(Stored data entries)

— start —

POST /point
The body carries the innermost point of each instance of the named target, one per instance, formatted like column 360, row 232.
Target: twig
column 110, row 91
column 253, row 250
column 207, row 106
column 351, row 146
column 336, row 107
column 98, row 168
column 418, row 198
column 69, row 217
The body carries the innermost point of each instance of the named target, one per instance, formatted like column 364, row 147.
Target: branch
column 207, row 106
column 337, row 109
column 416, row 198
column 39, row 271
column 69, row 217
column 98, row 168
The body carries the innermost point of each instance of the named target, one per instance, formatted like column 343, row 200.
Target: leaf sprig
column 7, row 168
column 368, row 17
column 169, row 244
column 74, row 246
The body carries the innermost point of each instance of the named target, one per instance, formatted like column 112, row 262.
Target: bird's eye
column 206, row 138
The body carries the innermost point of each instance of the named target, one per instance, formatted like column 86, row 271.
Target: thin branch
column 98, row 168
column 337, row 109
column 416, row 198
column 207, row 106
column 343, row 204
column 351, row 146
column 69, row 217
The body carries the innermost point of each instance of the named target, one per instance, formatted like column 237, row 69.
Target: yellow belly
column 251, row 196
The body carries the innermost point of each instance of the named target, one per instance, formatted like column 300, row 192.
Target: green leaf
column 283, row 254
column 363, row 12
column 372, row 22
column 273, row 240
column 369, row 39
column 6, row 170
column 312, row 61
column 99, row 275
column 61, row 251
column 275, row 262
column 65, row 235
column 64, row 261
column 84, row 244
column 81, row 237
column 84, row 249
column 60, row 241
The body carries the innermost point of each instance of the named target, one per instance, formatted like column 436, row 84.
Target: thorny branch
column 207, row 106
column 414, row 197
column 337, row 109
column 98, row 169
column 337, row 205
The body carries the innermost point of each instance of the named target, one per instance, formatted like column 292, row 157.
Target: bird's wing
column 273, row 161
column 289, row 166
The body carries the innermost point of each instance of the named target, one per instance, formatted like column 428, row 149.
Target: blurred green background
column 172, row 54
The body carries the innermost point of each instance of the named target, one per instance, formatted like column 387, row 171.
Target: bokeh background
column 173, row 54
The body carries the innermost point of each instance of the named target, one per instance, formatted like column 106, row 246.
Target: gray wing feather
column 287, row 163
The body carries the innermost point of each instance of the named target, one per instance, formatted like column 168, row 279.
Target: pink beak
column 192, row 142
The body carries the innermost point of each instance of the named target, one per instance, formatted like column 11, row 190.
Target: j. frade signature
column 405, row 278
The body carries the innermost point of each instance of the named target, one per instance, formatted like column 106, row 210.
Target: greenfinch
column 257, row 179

— end —

Request:
Switch every "innermost" in the records above to "central" and write out all the lines again, with nothing else changed.

Final result:
POST /point
The body carries the central point of each instance of the named target, one per instance, formatted like column 360, row 232.
Target: twig
column 110, row 91
column 253, row 250
column 207, row 106
column 351, row 146
column 336, row 107
column 98, row 168
column 418, row 198
column 69, row 217
The body carries the central point of each instance of the named target, one per instance, formatted like column 364, row 147.
Target: branch
column 207, row 106
column 337, row 109
column 416, row 198
column 39, row 271
column 69, row 217
column 98, row 168
The body carries the central point of each instance of the named target, one per instance, formatted like column 343, row 200.
Target: leaf sprig
column 7, row 168
column 368, row 17
column 169, row 244
column 74, row 246
The body carries the central point of each instance of the named target, one per instance, formatted like column 112, row 262.
Target: bird's eye
column 206, row 138
The body carries the central point of each instance of the named target, one per instance, formatted like column 86, row 271.
Target: thin branch
column 98, row 168
column 337, row 109
column 416, row 198
column 207, row 106
column 343, row 204
column 351, row 146
column 69, row 217
The body carries the central point of each instance of the named target, one per instance, formatted like column 237, row 69.
Target: yellow belly
column 251, row 196
The body carries the central point of each instance of the named target, one per instance, formatted like column 300, row 192.
Target: green leaf
column 283, row 254
column 363, row 12
column 372, row 22
column 273, row 240
column 369, row 39
column 6, row 170
column 312, row 61
column 99, row 275
column 61, row 251
column 275, row 262
column 65, row 235
column 64, row 261
column 84, row 244
column 81, row 237
column 84, row 249
column 60, row 241
The body carries the central point of each instance of the named target, one per instance, formatted like column 436, row 84.
Target: thorny branch
column 207, row 106
column 414, row 197
column 337, row 109
column 98, row 169
column 337, row 205
The body carries the central point of each instance of the named target, one per instance, formatted like column 292, row 157.
Target: bird's wing
column 273, row 161
column 289, row 166
The body carries the central point of each instance of the named target, one per instance, formatted like column 428, row 149.
Target: blurred green background
column 172, row 54
The body carries the central point of each instance of the named target, one per instance, formatted like column 387, row 171.
Target: bokeh background
column 173, row 54
The body carries the central point of each instance of the named target, one per instance, formatted like column 106, row 246.
Target: gray wing feather
column 287, row 163
The body carries the central point of each instance of the named target, one per instance, formatted like column 168, row 279.
Target: pink beak
column 192, row 142
The body carries the central point of each instance of the named target, one per instance, formatted like column 11, row 190.
Target: j. frade signature
column 405, row 278
The body carries the central point of each instance of the named target, one per instance, formatted like column 106, row 210.
Target: greenfinch
column 257, row 179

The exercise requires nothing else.